[REQUIRED WORK]: Everything in the records is to be written out exactly, except the pictures.

··········

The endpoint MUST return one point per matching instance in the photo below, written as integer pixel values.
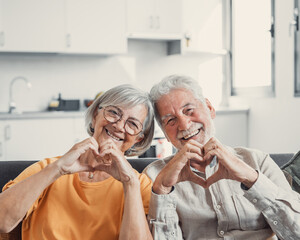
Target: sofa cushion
(292, 167)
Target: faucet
(12, 104)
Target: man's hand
(178, 168)
(230, 166)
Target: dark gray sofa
(10, 169)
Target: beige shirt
(225, 210)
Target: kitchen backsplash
(82, 77)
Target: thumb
(198, 180)
(213, 178)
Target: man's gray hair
(126, 96)
(174, 82)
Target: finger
(197, 179)
(195, 143)
(193, 149)
(213, 178)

··········

[SOLUTION FOR THIS TASK]:
The endpoint MUST return one point per matching instance in the photo below, written as integer pixel values.
Target: sofa cushion
(292, 167)
Target: faucet
(12, 104)
Target: man's hand
(178, 168)
(230, 166)
Target: dark gray sofa
(10, 169)
Target: beige shirt
(225, 210)
Target: kitchen backsplash
(82, 77)
Target: thumb
(198, 180)
(213, 178)
Target: man's gray hair
(126, 96)
(174, 82)
Target: finger
(197, 179)
(195, 143)
(193, 149)
(213, 178)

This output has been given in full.